WHAT YOU WILL DO: Change every occurrence of "satellite dish" to "satellite antenna" in the entries below and reproduce them with nothing else altered. Omit the pictures from your answer.

※

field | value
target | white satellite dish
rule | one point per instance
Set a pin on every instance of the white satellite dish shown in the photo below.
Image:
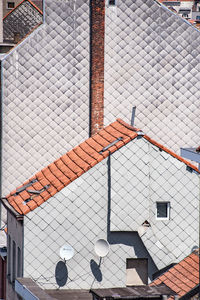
(66, 252)
(101, 247)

※

REPLY TO THE TASK:
field | value
target | white satellite antenna
rule | one point per instance
Set a pin on every instance of the white satellite antenna shown in the photo below.
Image:
(66, 252)
(101, 247)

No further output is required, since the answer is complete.